Instructions for the task —
Rewrite every line of the entries, from the line containing "Spot the insect" through the end of the entries, keeping all wording as is. Scale each point coordinate in the answers by 2, rounding to whole numbers with halves going up.

Supplied data —

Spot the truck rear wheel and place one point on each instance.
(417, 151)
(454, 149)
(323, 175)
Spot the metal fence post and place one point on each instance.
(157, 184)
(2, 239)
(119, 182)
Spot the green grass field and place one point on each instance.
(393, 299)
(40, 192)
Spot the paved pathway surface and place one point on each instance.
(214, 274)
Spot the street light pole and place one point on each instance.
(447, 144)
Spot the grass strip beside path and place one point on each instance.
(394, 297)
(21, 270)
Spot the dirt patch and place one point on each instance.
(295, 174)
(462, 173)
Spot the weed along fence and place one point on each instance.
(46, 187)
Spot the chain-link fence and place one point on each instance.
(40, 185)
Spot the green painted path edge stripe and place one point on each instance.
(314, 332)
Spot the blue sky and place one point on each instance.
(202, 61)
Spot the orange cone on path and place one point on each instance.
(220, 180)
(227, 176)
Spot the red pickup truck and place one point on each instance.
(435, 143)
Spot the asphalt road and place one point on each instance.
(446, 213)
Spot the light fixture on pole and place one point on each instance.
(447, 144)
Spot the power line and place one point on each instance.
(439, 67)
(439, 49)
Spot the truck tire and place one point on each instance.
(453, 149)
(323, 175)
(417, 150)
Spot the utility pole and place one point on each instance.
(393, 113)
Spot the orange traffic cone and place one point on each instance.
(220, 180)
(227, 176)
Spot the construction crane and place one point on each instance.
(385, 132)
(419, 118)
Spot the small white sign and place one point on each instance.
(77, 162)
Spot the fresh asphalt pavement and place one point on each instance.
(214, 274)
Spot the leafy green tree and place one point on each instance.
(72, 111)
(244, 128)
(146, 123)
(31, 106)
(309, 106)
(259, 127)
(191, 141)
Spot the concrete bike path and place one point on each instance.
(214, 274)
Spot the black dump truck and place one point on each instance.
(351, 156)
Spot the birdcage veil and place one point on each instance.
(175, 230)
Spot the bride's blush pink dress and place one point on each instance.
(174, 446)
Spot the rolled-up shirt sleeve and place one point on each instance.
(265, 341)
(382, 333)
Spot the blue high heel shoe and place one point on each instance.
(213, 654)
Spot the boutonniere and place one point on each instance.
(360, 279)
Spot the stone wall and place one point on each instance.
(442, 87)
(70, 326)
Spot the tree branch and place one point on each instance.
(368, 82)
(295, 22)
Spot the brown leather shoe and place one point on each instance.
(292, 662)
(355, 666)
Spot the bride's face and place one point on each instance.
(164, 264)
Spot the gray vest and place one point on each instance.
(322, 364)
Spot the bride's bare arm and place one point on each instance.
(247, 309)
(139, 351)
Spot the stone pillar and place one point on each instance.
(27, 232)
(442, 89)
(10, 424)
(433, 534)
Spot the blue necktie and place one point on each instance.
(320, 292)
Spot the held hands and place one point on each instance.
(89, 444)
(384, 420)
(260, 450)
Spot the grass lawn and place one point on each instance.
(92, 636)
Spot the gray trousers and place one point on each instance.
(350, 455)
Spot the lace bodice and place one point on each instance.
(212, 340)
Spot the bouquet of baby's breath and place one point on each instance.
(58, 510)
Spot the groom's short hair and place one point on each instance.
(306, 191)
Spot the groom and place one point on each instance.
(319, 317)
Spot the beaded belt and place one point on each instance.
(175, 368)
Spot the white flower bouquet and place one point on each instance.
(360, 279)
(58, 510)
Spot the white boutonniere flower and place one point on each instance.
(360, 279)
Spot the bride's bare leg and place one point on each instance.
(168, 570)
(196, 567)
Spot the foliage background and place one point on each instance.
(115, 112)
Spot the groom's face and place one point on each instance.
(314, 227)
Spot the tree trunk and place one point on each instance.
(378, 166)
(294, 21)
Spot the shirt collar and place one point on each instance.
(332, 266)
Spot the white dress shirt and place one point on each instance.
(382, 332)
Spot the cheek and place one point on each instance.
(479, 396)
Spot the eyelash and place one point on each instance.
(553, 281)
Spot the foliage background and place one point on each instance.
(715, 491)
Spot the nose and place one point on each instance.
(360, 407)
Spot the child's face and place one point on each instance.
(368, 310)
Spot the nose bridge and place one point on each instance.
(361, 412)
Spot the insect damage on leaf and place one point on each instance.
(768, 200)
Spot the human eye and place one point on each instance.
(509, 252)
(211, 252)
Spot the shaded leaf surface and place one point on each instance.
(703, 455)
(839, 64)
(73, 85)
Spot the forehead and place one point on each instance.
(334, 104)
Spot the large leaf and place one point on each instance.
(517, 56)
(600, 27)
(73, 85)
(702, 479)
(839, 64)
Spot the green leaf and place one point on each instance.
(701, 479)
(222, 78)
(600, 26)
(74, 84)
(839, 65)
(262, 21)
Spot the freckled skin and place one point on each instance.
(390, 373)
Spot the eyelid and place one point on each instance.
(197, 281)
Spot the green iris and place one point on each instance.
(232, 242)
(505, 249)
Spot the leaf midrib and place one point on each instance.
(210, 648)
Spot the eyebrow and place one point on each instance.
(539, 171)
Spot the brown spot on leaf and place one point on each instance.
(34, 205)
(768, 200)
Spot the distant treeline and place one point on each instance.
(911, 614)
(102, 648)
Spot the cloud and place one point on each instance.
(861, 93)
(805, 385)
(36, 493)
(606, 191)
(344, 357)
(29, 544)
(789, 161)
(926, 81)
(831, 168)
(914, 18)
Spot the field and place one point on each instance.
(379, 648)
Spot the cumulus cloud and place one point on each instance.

Result of this exercise —
Spot the insect damage on leaf and place one point on each instance.
(1536, 400)
Spot the human eye and place one point on each instance.
(1018, 504)
(422, 504)
Spot the shaded leaf surface and place one point on each instance.
(1406, 910)
(1678, 128)
(146, 170)
Spot the forehead and place one point on each instance.
(668, 208)
Spot the large leaf and place one point on each instance.
(1034, 112)
(1200, 54)
(146, 170)
(1404, 958)
(1678, 128)
Spot the green leaf and place one point on each instance.
(1402, 958)
(444, 156)
(1200, 52)
(148, 168)
(1678, 130)
(524, 42)
Spot the freckled skin and place one point on each instance.
(780, 746)
Spot the eyelid and place one point on each instance.
(394, 562)
Spot the green iris and place one point on each instance.
(464, 484)
(1010, 498)
Spot the leaf midrib and place one point on each instance.
(420, 1296)
Spot the eyebrow and place one point on each instance.
(1078, 342)
Spot the brown spot on leaf and place one point on each instance.
(68, 410)
(1536, 400)
Spot the distant treeline and place one point on each instance.
(1822, 1228)
(204, 1296)
Spot the cloud and place one point on each instance.
(1722, 186)
(1610, 770)
(72, 986)
(1212, 382)
(688, 714)
(58, 1088)
(1578, 322)
(1852, 162)
(1662, 336)
(1828, 36)
Spot the field and place one point on each instance.
(758, 1296)
Spot the cumulus cloud and place one point on each instance.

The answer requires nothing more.